[START]
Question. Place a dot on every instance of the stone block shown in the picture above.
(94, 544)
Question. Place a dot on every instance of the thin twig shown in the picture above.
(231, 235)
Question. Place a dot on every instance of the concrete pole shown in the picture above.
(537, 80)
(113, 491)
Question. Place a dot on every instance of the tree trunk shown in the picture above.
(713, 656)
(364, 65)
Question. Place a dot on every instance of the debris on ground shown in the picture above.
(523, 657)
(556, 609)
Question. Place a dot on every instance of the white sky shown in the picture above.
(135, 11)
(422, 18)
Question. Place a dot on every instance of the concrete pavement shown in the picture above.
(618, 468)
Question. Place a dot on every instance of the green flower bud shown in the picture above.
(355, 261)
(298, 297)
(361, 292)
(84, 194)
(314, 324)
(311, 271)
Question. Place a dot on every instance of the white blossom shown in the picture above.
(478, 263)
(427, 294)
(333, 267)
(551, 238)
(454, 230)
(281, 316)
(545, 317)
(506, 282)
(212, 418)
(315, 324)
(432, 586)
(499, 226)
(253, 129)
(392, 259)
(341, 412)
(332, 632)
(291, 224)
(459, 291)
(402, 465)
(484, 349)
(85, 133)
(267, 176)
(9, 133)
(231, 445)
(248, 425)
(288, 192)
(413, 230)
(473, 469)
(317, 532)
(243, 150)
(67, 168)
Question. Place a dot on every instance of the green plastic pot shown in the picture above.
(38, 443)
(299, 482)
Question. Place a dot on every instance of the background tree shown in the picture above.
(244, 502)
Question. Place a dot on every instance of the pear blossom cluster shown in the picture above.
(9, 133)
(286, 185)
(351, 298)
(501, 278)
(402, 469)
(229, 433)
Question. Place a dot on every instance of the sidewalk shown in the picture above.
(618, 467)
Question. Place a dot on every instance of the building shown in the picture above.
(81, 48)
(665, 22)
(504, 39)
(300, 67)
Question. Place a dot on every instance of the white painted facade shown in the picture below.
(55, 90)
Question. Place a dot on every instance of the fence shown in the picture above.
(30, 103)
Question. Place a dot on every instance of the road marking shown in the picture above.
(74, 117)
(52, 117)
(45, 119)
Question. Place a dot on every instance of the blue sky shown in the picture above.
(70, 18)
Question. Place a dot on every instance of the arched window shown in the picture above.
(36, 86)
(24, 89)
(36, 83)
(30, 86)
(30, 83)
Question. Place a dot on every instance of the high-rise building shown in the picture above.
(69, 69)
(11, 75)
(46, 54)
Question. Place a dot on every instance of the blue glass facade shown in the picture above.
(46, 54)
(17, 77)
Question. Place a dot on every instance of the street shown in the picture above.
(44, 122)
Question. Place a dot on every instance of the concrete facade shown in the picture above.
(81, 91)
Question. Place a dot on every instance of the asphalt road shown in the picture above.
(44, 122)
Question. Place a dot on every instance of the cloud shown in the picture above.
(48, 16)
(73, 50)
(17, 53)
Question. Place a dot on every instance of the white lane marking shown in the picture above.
[END]
- _Task goal_: List the lines of the entries, numbered, starting at the line that contains "Question. Place a dot on every instance of the high-rise" and ending at the last line of the entries, both included. Leave out any blank lines.

- _Finished exercise_:
1. Question. Place a dot on every instance of the high-rise building shown in the picture above.
2. (69, 69)
3. (11, 75)
4. (46, 54)
5. Question. Place a dot on every instance of the blue glass facade shown in the picture above.
6. (46, 54)
7. (17, 77)
8. Question. Place a dot on every instance of the street shown in the picture above.
9. (44, 122)
10. Question. Place a dot on every instance of the concrete facade shown in the picture above.
11. (81, 91)
12. Question. Place a dot on every instance of the asphalt road shown in the picture above.
13. (44, 122)
14. Question. Place a dot on every instance of the cloud shown in the picture above.
15. (48, 16)
16. (73, 50)
17. (17, 53)
18. Question. Place a dot on every instance of the white lane marking shown in the picture above.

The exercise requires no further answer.